◆ Selected excerpt:
☆ ☆ ☆ ☆ ☆ ☆ ☆
Id. at 537-38 (citations omitted). We note that the facts of Terrazas, in which the court adopted an unprecleared plan as modified, differ from the situation in the case at bar. In Terrazas, for example, the court had the opportunity to receive extensive proof on which it could base its choice of an interim plan. It was in a better position to adopt the legislative plan with modifications because, in its § 5 review, the Justice Department had objected to only a few specific districts rather than generally, as here, to the entire plan.
If the 1982 plan can be used, its use will help alleviate voter confusion, help to ensure adequate time to prepare for the elections, and otherwise enhance those elections. For example, if under a plan other than the 1982 plan, a voter does not know where the polling place is for the elections, it is quite conceivable that the voter will arrive to vote at the wrong polling place at or about the time the polls are closing, only to find that under the new, short-lived plan, he or she is to vote at another place, with the result that time does not permit doing so. Elections are for the voters; it is their opportunity to elect their representatives in the Mississippi Legislature. This court finds that its concerns about the otherwise unacceptable population deviations in certain districts under the 1982 plan are far outweighed by the benefits to the voters in these elections.
Furthermore, a review of the population deviations in districts reflects that while the total population deviations are unacceptable, the deviations in most districts are acceptable, especially for this interim election.14 In the House, for example, roughly two-thirds of the districts have a less than 10% deviation. Sixteen districts of the roughly one-third with greater than 10% deviation are majority black voting age population districts. Slightly under three-fourths of the Senate districts have a less than 10% deviation.
Although the deviation levels using existing districts would certainly be unconstitutional if this court were adopting a permanent reapportionment plan, we hold that elections may be constitutionally held using current districts on an interim basis. We stress that all of the options facing this court are undesirable. We conclude, however, that the priority of holding elections on a timely basis warrants a temporary departure from the one-person, one-vote principle, pending adoption of a permanent reapportionment plan by either the Legislature or this court.
☆ ☆ ☆ ☆ ☆ ☆ ☆
◆ Data lines:
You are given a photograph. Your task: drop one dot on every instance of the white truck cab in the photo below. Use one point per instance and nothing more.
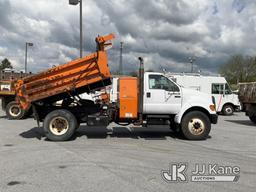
(188, 111)
(226, 101)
☆ ☆ ☆ ☆ ☆ ☆ ☆
◆ What is being asked: Continue the court opinion above on using the 1982 Mississippi legislative districts for the interim elections, picking up after its final paragraph.

◆ Final answer:
This case presents the type of “significant state policies or other acceptable considerations” that the Court alluded to in Chapman v. Meier, 420 U.S. 1, 24, 95 S.Ct. 751, 764, 42 L.Ed.2d 766 (1975), suggesting that they would justify an election under an otherwise unconstitutional apportionment scheme. Chapman suggested that a possible justification for diverging from the one-person, one-vote requirement is “the maintenance of compactness and contiguity in legislative districts.” Id. at 23, 95 S.Ct. at 764. We emphasize that the situation we are faced with involves several “unique features,” id. at 26, 95 S.Ct. at 765, including an exceptionally expedited schedule and a shortage, if not lack, of acceptable options. Moreover, conducting elections using existing malapportioned districts will further a number of legitimate state poli*805cies. It will allow on-time elections; avoid non-compact districts that divide up communities of interest for a political result; and permit the Legislature or this court to resolve the problem of districting in Mississippi with a full opportunity for hearings and input from the public.
2.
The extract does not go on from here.